LES CONSIGNES —
• A. Citez le passage du texte sur Ibn Khaldûn qui va de « Hamit Bozarslan : Le » jusqu'à « indignations (Editions MSH) ».
• B. D'après le texte sur Ibn Khaldûn, quels régimes montrent que la domination mène inévitablement à la chute ?
• C. Poursuivez le texte sur Ibn Khaldûn après sa dernière phrase.

TEXTE À LIRE —
|---|

Hamit Bozarslan : Le luxe et la violence. Domination et contestation chez Ibn Khaldûn (CNRS Editions) / Revue Socio N°2 Dossier Révolutions, contestations, indignations (Editions MSH)

Michel Seurat avait en son temps montré toute la pertinence et la fécondité des concepts mobilisés par Ibn Khaldûn pour décrire les sociétés du monde arabe, des concepts comme celui de l’asabiyya ou l’esprit de clan, qu’il avait appliqués à la réalité syrienne et au fonctionnement du pouvoir dans ce pays, des articles rassemblés dans un livre récemment réédité : L’État de barbarie. Aujourd’hui, Hamit Bozarslan relit à nouveaux frais l’œuvre de l’historien et précurseur de la sociologie du XIVème siècle pour étudier la dialectique du pouvoir et de sa contestation dans un contexte bouleversé par les printemps arabes, qui illustrent selon lui la conception cyclique de l’histoire développée par l’auteur du Livre des exemples . Conquête, soumission et domestication, puis exercice tyrannique du pouvoir constituent les trois phases d’une domination qui mène inexorablement à la chute, comme le montrent les cas des régimes de Ben Ali, de Kadhafi et de Moubarak.
Le luxe et la violence, ce binôme symbolise les attributs exclusifs du pouvoir pour s’imposer et se maintenir. Le pouvoir, nous dit Ibn Khaldûn, « de par sa nature exige le luxe », lequel est ici synonyme de richesse et de civilisation à la fois. C’est la contrepartie de la sujétion et des prélèvements opérés par l’État au bénéfice du prince, de sa puissance militaire et de sa souveraineté politique. « L’État transforme des impôts en culture » disait Bourdieu, qui ne se référait pas au contexte musulman. C’est l’ornement et la façade plaisante de la domination, laquelle ne consiste pas seulement à assurer la protection et la paix. « Mais qui va vous acheter des Mercedes et marier vos fils ? » s’exclamait Kadhafi, et le clan Assad, en Syrie, après avoir mis le pays en coupe réglée, redistribuait aux uns au détriment des autres, maintenant à ce prix la dépendance de tous.

|---|

DONNÉES DISPONIBLES —

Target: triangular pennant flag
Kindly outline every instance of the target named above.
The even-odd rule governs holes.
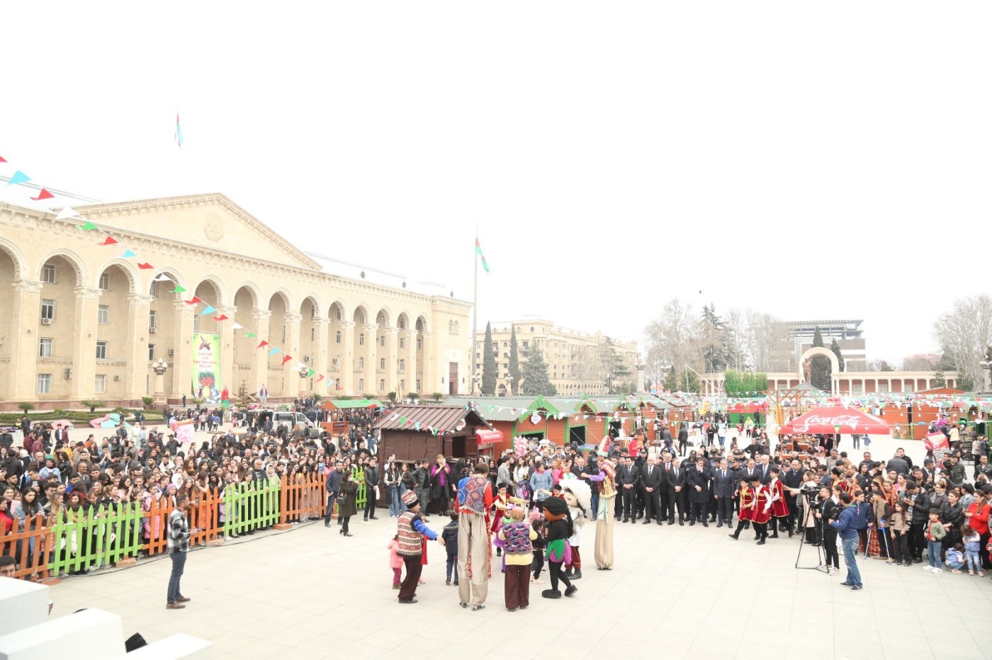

|---|

RÉPONSES PAR CONSIGNE —
• A.
Hamit Bozarslan : Le luxe et la violence. Domination et contestation chez Ibn Khaldûn (CNRS Editions) / Revue Socio N°2 Dossier Révolutions, contestations, indignations (Editions MSH)

• B. Ceux de Ben Ali, de Kadhafi et de Moubarak.

• C.
« Les peuples épuisent leur souveraineté et leur existence de branche en branche et la conquête reprend souvent le flambeau tombé des mains de son conquérant ». La vision peu optimiste de l’histoire développée par Ibn Khaldûn décline une fatalité cyclique qui s’est illustrée sous nos yeux ces dernières années. La violence érige l’État, la coercition et la prédation qu’il exerce le condamnent à la destruction. Hamit Bozarslan rappelle que – je cite « l’embourgeoisement et l’esprit entrepreneurial prédateur des Ben Ali-Trablissi avaient coûté cher à l’économie tunisienne, en provoquant la perte de nombreux emplois », l’interventionnisme de la famille dans l’économie ayant poussé les classes moyennes dont l’horizon s’était refermé à pratiquer l’attentisme et à renâcler à s’engager dans l’activité économique pour éviter d’être spoliées. Une forme de résistance passive qui ne tardera pas à se transformer en contestation et l’on sait que la lame de fond qui emporta le régime s’était formée au sein de cette classe moyenne en partie fonctionnarisée.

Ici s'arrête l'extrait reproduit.